-- WORK ORDER --
Produce a word-for-word copy of the data that follows, excluding images.

Stored data entries

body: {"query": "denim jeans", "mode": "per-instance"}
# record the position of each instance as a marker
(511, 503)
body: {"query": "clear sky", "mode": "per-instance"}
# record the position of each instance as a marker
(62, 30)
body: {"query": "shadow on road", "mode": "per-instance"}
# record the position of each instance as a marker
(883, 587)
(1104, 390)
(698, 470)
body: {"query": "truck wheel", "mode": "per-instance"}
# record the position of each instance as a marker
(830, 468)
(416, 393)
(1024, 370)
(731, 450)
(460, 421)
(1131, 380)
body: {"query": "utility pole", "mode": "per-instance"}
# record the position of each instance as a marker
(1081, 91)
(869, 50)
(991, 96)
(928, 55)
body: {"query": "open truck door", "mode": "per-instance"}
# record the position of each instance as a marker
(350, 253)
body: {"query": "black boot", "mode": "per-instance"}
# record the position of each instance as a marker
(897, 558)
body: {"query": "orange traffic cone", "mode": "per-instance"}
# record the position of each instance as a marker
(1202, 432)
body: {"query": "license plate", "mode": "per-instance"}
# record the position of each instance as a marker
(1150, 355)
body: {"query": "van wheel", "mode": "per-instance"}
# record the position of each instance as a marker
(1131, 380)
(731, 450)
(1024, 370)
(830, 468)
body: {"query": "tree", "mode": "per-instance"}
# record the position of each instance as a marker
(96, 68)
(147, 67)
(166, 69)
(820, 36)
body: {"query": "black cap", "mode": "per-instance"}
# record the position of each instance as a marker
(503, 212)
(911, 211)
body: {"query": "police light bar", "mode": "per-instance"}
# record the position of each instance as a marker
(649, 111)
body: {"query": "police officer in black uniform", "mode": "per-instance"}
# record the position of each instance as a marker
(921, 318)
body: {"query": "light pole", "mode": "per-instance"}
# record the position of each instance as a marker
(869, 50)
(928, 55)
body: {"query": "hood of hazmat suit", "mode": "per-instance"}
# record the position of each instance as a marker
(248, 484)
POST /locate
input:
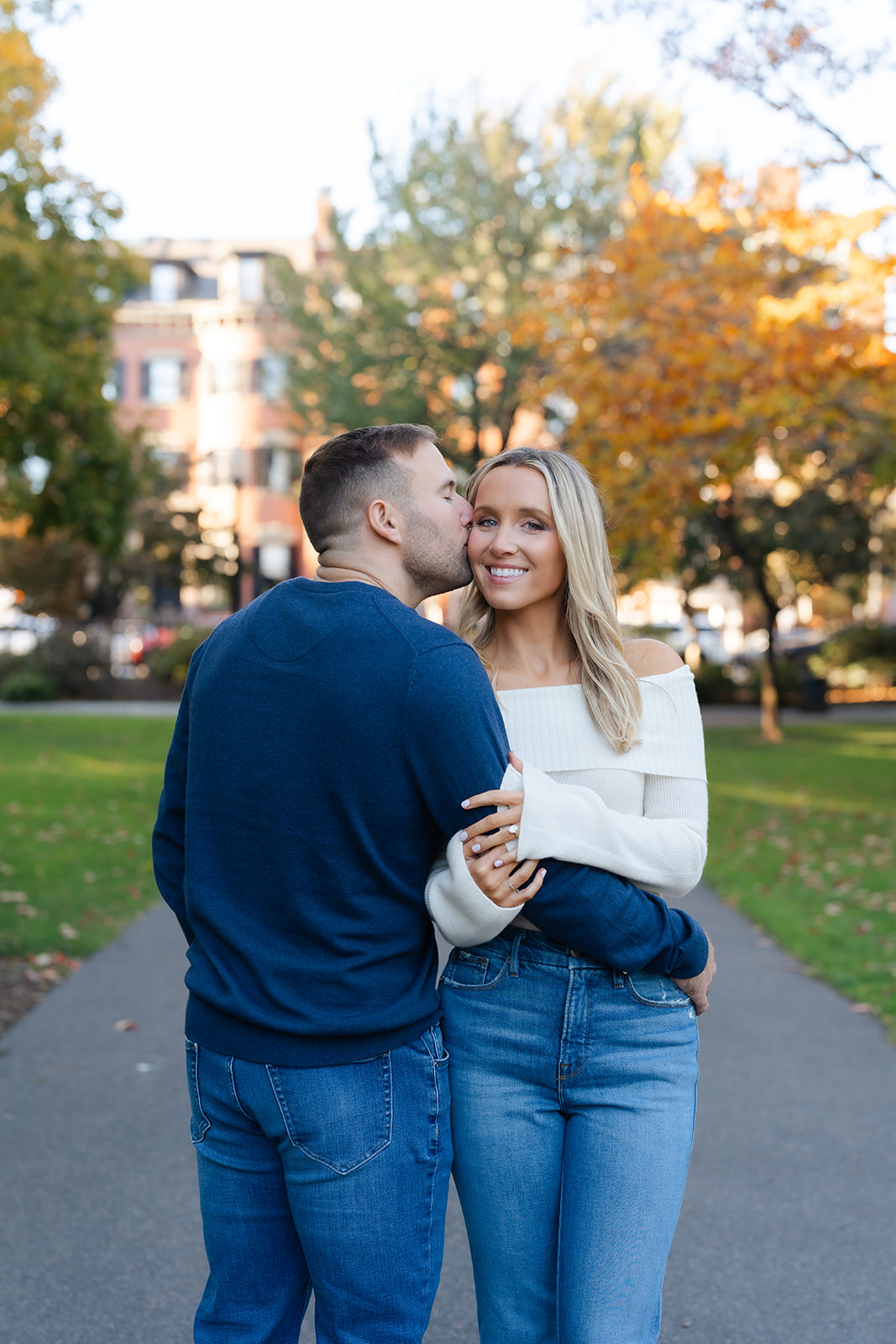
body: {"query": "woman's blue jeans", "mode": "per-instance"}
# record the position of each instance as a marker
(573, 1108)
(331, 1178)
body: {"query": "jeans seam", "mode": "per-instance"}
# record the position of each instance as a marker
(195, 1095)
(653, 1003)
(432, 1173)
(233, 1089)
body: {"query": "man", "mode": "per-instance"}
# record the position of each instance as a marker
(324, 745)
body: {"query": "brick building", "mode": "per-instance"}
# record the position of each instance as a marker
(201, 367)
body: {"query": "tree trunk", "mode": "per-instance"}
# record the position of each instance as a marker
(768, 699)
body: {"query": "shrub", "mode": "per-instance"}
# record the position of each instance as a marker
(27, 685)
(78, 669)
(862, 655)
(738, 683)
(170, 663)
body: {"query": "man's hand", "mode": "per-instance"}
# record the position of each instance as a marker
(698, 988)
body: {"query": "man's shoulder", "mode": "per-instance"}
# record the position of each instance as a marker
(422, 635)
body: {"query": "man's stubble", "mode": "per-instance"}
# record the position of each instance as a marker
(434, 562)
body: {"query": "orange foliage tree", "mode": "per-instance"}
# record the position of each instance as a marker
(735, 396)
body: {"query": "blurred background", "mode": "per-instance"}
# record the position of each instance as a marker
(652, 234)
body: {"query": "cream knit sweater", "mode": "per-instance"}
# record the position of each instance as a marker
(641, 815)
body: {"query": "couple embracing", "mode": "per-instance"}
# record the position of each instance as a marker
(340, 776)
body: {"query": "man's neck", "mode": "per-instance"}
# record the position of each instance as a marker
(347, 571)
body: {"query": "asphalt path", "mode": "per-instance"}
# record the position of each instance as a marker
(789, 1227)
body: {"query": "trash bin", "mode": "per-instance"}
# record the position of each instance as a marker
(813, 694)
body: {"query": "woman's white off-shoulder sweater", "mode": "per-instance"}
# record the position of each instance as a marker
(641, 815)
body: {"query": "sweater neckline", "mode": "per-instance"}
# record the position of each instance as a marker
(577, 685)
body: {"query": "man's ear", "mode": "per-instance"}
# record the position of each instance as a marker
(385, 521)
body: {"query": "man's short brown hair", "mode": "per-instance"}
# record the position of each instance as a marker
(347, 472)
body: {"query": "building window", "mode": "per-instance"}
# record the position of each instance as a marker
(164, 282)
(228, 375)
(269, 376)
(275, 470)
(275, 561)
(251, 280)
(163, 380)
(114, 386)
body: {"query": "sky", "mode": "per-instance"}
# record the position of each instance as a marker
(223, 118)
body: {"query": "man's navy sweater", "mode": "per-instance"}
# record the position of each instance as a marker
(324, 743)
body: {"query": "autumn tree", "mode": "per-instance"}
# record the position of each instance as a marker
(786, 53)
(416, 324)
(735, 398)
(63, 463)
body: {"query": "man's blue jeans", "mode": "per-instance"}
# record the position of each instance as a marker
(573, 1106)
(333, 1179)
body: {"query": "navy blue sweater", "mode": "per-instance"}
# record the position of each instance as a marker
(324, 743)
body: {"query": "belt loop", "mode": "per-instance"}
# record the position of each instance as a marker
(515, 954)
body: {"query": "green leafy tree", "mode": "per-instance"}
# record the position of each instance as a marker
(65, 465)
(422, 322)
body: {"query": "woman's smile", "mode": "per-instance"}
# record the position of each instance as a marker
(513, 549)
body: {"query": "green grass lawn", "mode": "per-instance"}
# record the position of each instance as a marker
(76, 806)
(801, 839)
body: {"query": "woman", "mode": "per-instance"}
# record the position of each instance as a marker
(573, 1084)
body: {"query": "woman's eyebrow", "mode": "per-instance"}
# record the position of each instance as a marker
(520, 512)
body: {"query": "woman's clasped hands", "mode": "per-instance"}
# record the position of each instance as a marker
(490, 848)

-- SOLUTION --
body: {"query": "denim jeans", "mode": "per-instance"}
# record the position of each instance as a marker
(511, 503)
body: {"query": "clear sky", "mode": "per-instance"}
# record the position of each instance as a marker
(62, 30)
body: {"query": "shadow on road", "mode": "per-instance"}
# record the position of each instance as a marker
(883, 587)
(1104, 390)
(698, 470)
body: {"query": "truck wheel", "mode": "per-instance"}
# record the position of each instance as a marker
(830, 468)
(416, 393)
(1024, 370)
(731, 450)
(460, 421)
(1131, 380)
body: {"query": "utility pole", "mode": "per-instance"}
# record the position of each instance as a marker
(1081, 91)
(869, 50)
(991, 96)
(928, 55)
body: {"query": "open truck door", "mode": "per-instance"}
# record the position of each instance as a marker
(350, 253)
body: {"query": "black boot", "mode": "per-instance"}
# record the position of each instance as a marker
(897, 558)
body: {"query": "orange traffic cone", "mode": "per-instance"}
# record the position of each instance as a marker
(1202, 432)
body: {"query": "license plate", "mode": "per-instance"}
# record the position of each instance as a marker
(1150, 355)
body: {"query": "van wheel", "mode": "per-instance"}
# record the position of each instance as a marker
(1131, 380)
(731, 450)
(1024, 370)
(830, 468)
body: {"query": "tree", "mode": "per-instance"}
# record the position of each instance as a marker
(96, 68)
(147, 67)
(166, 69)
(820, 36)
body: {"query": "black cap", "mode": "per-instance"}
# record the position of each instance as a marker
(503, 212)
(911, 211)
body: {"query": "police light bar", "mode": "per-instance"}
# record the position of each instance as a marker
(649, 111)
body: {"query": "police officer in black uniform", "mode": "per-instance"}
# record the position of each instance as a marker
(921, 318)
body: {"query": "light pole", "mode": "per-instance"}
# record the position of each instance as a marker
(869, 50)
(928, 55)
body: {"query": "hood of hazmat suit", "mode": "per-instance"}
# record the position of each instance as a marker
(248, 484)
POST /locate
input:
body: {"query": "woman's blue jeans", "mode": "per-instance"}
# record the position of each instance as a marker
(573, 1108)
(331, 1178)
body: {"query": "jeans seam", "mode": "per-instance"}
# record the position of each instance as a marker
(195, 1095)
(653, 1003)
(432, 1173)
(233, 1089)
body: {"query": "man", "mode": "per-instance"}
# record the position of each instance as a marker
(324, 745)
body: {"query": "brick building", "mode": "per-instance"}
# record the position of each instance as a marker
(201, 367)
body: {"query": "tree trunk", "mode": "per-instance"}
# record the position of each instance as a marker
(768, 699)
body: {"query": "shrub", "mode": "per-instance"}
# record the position of each instance as a marker
(27, 685)
(78, 669)
(862, 655)
(738, 683)
(170, 663)
body: {"query": "man's hand", "mode": "per-instance"}
# record the position of each instance as a marker
(698, 988)
body: {"query": "man's shoulder", "mode": "per-instance"}
# record the position of each instance as a marker
(422, 635)
body: {"query": "man's stubble", "mode": "per-instance"}
# record the position of each instance as a marker
(434, 562)
body: {"query": "orange foliage tree", "mode": "per-instance"}
# record the position of each instance as a marker
(735, 396)
body: {"query": "blurred background", "mode": "per-instance"}
# record the position of each instance as a marker
(652, 234)
body: {"query": "cream knit sweater", "mode": "per-instance"}
# record the position of each instance as a marker
(641, 815)
body: {"query": "couple embracing", "mode": "per-instance"}
# record the position of each instance as a marker
(340, 776)
body: {"query": "man's neck", "mode": "per-instance"}
# record the position of each instance as a marker
(347, 571)
body: {"query": "asphalt path", "mode": "per-instance"}
# record the position of each instance as a marker
(789, 1227)
body: {"query": "trash bin", "mode": "per-instance"}
# record the position of each instance as a marker
(813, 694)
body: {"query": "woman's white off-shoulder sweater", "mode": "per-instance"}
# record the position of each instance as a marker
(641, 815)
body: {"query": "sweater neckline", "mode": "per-instance"}
# record the position of each instance as a marker
(577, 685)
body: {"query": "man's ear", "mode": "per-instance"}
# record the position of each instance as a marker
(385, 521)
body: {"query": "man's short brown hair", "mode": "per-instance"}
# record the position of each instance as a marker
(347, 472)
body: {"query": "building window", "mode": "per-instance"}
# record the position of each instance as a marker
(164, 282)
(228, 375)
(269, 376)
(275, 470)
(275, 561)
(251, 280)
(163, 380)
(114, 386)
body: {"query": "sky", "mode": "per-instance"}
# record the position of each instance as a marker
(223, 118)
body: {"query": "man's navy sweater", "mode": "per-instance"}
# record the position of each instance as a marker
(324, 743)
body: {"query": "autumn tree", "mode": "per-instance"}
# record the position of each instance as a marker
(786, 53)
(416, 324)
(735, 398)
(63, 463)
body: {"query": "man's blue jeans", "mode": "per-instance"}
# record the position of each instance as a marker
(573, 1106)
(333, 1179)
body: {"query": "navy blue sweater", "mode": "per-instance"}
# record the position of each instance as a marker
(324, 743)
body: {"query": "belt loop", "mode": "per-instance"}
# record the position of each instance as a marker
(515, 954)
body: {"query": "green leafy tree", "mode": "per-instance"}
# record the position of each instance as a marker
(65, 465)
(422, 322)
body: {"query": "woman's smile", "mode": "per-instance"}
# record the position of each instance as a marker
(513, 549)
body: {"query": "green grass lawn", "mode": "per-instance"}
# record the position of each instance as a marker
(76, 806)
(801, 839)
body: {"query": "woman", "mode": "per-instance"}
# record the position of each instance as a marker
(573, 1084)
body: {"query": "woman's eyebrow", "mode": "per-instance"}
# record the position of each instance as a marker
(520, 512)
body: {"query": "woman's clasped hands", "mode": "per-instance"}
# record the position of each instance as a marker
(490, 848)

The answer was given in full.